* Your instructions
Please restate, word for word, the lines below that begin at the one with "box: [35, 104, 49, 123]" and end at the one with "box: [210, 282, 315, 355]". Leave out all other lines.

* The data
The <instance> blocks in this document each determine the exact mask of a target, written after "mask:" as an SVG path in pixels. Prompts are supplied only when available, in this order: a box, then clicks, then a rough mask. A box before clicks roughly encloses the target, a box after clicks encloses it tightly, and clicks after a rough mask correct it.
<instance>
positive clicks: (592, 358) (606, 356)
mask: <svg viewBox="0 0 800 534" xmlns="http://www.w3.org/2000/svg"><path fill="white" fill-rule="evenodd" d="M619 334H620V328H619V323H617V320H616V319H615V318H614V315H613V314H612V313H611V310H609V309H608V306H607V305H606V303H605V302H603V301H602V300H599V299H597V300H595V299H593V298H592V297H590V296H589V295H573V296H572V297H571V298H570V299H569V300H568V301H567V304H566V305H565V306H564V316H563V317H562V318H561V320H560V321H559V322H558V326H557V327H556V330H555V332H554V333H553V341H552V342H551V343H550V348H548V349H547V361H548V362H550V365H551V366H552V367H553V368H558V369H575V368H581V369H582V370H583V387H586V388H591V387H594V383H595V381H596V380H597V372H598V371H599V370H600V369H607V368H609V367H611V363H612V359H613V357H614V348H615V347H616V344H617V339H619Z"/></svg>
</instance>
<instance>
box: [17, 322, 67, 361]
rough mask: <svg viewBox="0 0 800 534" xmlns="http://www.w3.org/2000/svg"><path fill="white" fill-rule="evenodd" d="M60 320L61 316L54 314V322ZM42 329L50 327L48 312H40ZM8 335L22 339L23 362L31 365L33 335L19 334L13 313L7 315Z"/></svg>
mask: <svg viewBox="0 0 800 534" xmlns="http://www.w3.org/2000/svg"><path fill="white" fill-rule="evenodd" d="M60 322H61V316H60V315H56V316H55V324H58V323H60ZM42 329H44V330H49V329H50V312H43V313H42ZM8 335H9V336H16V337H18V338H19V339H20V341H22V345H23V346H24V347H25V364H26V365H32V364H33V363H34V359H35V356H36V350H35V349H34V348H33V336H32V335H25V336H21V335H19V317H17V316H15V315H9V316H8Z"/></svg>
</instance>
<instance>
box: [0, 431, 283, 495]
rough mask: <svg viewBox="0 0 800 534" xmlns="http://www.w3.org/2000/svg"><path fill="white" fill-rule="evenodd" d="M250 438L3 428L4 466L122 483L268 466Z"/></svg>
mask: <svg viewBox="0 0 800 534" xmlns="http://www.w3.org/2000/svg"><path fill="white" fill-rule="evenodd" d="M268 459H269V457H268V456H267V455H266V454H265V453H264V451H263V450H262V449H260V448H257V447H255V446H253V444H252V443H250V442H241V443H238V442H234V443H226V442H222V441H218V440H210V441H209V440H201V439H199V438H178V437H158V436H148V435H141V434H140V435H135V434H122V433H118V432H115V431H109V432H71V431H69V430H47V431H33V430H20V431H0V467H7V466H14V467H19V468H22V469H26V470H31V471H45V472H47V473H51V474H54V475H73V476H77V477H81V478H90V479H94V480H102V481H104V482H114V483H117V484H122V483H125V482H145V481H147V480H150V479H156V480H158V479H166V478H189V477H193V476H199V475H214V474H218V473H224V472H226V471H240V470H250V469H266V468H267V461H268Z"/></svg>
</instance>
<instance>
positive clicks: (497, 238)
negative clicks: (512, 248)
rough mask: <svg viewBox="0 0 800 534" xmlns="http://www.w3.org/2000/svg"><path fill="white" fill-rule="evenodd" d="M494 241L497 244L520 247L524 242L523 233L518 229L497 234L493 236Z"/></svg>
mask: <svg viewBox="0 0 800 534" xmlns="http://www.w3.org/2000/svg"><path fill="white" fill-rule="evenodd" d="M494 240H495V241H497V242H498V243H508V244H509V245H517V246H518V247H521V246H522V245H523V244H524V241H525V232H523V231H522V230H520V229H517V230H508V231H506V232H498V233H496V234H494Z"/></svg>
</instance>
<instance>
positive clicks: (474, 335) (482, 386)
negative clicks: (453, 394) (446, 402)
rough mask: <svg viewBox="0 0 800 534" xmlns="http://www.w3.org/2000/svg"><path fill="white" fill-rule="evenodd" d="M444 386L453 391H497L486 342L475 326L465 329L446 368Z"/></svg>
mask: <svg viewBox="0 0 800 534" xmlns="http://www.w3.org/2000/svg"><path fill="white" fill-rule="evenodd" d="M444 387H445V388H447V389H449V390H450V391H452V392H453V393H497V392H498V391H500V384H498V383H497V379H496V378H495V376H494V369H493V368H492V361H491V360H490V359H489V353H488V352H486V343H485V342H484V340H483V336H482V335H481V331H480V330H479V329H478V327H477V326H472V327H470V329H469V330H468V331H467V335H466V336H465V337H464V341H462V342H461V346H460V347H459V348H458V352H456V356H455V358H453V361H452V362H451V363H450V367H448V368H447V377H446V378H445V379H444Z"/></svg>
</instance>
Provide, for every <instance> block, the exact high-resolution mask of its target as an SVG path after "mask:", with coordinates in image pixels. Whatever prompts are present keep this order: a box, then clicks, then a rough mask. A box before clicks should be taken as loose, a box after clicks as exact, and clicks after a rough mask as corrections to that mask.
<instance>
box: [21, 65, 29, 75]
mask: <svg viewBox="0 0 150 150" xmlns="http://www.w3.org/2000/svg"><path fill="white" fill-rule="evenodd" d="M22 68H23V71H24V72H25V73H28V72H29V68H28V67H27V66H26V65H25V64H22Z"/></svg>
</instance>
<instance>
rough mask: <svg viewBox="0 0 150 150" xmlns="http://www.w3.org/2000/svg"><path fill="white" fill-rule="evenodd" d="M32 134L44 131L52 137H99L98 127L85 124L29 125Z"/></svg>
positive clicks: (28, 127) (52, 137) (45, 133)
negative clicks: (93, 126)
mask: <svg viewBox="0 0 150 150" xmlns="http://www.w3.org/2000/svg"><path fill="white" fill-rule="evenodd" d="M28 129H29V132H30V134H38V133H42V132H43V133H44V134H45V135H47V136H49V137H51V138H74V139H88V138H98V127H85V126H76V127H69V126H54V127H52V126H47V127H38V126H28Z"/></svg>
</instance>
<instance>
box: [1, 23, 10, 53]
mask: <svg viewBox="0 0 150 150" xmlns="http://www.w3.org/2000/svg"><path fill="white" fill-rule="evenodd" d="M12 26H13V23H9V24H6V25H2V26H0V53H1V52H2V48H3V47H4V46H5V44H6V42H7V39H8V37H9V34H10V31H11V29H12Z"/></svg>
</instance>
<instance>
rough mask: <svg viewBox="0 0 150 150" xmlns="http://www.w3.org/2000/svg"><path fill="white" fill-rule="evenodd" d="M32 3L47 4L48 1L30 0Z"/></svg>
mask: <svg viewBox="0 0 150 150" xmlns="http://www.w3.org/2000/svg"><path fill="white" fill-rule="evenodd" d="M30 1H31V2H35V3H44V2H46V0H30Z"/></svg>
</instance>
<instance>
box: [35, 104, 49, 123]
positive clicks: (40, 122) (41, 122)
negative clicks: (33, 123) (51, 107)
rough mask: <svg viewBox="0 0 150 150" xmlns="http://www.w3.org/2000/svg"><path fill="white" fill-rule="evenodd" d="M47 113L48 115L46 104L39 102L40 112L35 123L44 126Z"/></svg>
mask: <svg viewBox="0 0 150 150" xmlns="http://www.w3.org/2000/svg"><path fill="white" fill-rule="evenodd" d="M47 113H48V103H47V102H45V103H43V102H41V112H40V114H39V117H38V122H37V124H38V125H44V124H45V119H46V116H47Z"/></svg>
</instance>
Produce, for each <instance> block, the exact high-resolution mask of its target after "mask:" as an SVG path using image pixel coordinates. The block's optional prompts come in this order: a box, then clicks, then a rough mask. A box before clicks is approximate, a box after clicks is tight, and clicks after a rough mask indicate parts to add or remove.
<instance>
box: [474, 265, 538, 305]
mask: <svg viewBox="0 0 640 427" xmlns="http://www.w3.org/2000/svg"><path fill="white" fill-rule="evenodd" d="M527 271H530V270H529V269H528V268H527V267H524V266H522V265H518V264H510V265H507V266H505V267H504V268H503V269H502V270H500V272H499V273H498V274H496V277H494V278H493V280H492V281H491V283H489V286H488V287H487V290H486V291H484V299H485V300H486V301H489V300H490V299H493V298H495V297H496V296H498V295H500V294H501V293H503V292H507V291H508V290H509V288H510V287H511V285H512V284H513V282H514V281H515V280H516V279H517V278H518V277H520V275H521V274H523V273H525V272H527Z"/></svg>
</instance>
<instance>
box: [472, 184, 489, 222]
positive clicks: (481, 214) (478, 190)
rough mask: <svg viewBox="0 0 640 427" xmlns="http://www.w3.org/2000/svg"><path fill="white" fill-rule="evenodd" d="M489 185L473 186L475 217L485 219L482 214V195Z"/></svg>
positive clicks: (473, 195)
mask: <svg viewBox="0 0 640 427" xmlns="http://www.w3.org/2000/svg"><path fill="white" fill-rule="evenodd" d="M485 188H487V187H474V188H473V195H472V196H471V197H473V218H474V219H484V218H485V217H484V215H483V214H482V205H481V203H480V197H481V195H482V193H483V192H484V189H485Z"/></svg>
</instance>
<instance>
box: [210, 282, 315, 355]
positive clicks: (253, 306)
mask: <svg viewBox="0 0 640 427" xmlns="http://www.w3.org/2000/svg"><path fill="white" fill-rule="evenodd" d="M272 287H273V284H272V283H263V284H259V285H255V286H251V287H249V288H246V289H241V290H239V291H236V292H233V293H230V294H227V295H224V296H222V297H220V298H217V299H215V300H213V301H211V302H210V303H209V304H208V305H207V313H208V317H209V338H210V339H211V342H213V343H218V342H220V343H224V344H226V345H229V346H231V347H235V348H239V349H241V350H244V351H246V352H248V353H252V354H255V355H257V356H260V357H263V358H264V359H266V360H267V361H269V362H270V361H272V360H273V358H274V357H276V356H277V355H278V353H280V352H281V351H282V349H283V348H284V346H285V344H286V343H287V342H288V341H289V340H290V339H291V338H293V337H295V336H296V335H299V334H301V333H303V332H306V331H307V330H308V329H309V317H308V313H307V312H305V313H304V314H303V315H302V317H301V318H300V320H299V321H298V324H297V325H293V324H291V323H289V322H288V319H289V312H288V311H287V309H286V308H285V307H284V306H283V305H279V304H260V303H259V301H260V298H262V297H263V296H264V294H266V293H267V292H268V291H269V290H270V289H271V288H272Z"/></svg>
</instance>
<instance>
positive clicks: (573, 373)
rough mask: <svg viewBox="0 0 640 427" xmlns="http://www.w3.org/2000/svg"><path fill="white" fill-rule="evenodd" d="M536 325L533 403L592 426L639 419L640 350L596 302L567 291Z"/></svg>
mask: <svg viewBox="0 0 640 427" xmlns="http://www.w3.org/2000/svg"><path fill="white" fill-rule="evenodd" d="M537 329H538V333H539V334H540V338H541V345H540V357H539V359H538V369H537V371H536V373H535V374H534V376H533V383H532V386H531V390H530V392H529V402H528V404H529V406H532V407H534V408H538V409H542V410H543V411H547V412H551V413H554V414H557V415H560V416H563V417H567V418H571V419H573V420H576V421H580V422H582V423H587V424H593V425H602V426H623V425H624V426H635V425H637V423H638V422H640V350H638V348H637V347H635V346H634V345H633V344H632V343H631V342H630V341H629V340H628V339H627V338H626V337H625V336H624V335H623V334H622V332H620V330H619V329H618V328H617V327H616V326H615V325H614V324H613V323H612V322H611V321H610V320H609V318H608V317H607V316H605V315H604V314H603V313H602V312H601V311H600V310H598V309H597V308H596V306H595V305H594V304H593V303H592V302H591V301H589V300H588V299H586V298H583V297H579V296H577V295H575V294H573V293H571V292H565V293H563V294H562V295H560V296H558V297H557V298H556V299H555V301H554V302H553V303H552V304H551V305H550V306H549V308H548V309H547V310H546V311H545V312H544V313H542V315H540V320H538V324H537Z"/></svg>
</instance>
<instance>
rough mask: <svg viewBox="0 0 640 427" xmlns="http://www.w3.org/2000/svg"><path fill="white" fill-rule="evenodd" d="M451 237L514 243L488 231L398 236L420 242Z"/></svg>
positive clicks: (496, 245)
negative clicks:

* Finished task
box: [35, 104, 49, 123]
positive clicks: (40, 122) (41, 122)
negative clicks: (33, 123) (51, 107)
rough mask: <svg viewBox="0 0 150 150" xmlns="http://www.w3.org/2000/svg"><path fill="white" fill-rule="evenodd" d="M47 113L48 115L46 104L39 102L40 112L35 123L44 126Z"/></svg>
mask: <svg viewBox="0 0 150 150" xmlns="http://www.w3.org/2000/svg"><path fill="white" fill-rule="evenodd" d="M47 113H48V103H47V102H45V103H43V102H41V112H40V114H39V117H38V122H37V124H38V125H44V124H45V119H46V116H47Z"/></svg>
</instance>
Produce, for each <instance> block, the exact high-resolution mask of its target after "mask:" as an SVG path using image pixel coordinates. The block's optional prompts come in this order: a box, then clicks, then a rough mask. A box before clicks is approximate, a box after clicks is tight, and clicks after a rough mask indicate parts to add or remove.
<instance>
box: [474, 265, 538, 305]
mask: <svg viewBox="0 0 640 427" xmlns="http://www.w3.org/2000/svg"><path fill="white" fill-rule="evenodd" d="M527 271H530V270H529V269H528V268H527V267H524V266H522V265H518V264H510V265H507V266H505V267H504V268H503V269H502V270H500V272H499V273H498V274H496V277H494V278H493V280H492V281H491V283H489V286H488V287H487V290H486V291H484V299H485V300H486V301H489V300H490V299H493V298H495V297H496V296H498V295H500V294H501V293H503V292H507V291H508V290H509V288H510V287H511V285H512V284H513V282H514V281H515V280H516V279H517V278H518V277H520V275H521V274H523V273H525V272H527Z"/></svg>
</instance>
<instance>
box: [472, 184, 489, 222]
positive clicks: (481, 214) (478, 190)
rough mask: <svg viewBox="0 0 640 427" xmlns="http://www.w3.org/2000/svg"><path fill="white" fill-rule="evenodd" d="M489 185L473 186L475 217L485 219L482 214V195Z"/></svg>
positive clicks: (473, 195)
mask: <svg viewBox="0 0 640 427" xmlns="http://www.w3.org/2000/svg"><path fill="white" fill-rule="evenodd" d="M485 188H487V187H474V188H473V195H472V196H471V197H473V218H474V219H484V218H485V217H484V215H483V214H482V205H481V203H480V197H481V195H482V193H483V192H484V189H485Z"/></svg>
</instance>
<instance>
box: [210, 282, 315, 355]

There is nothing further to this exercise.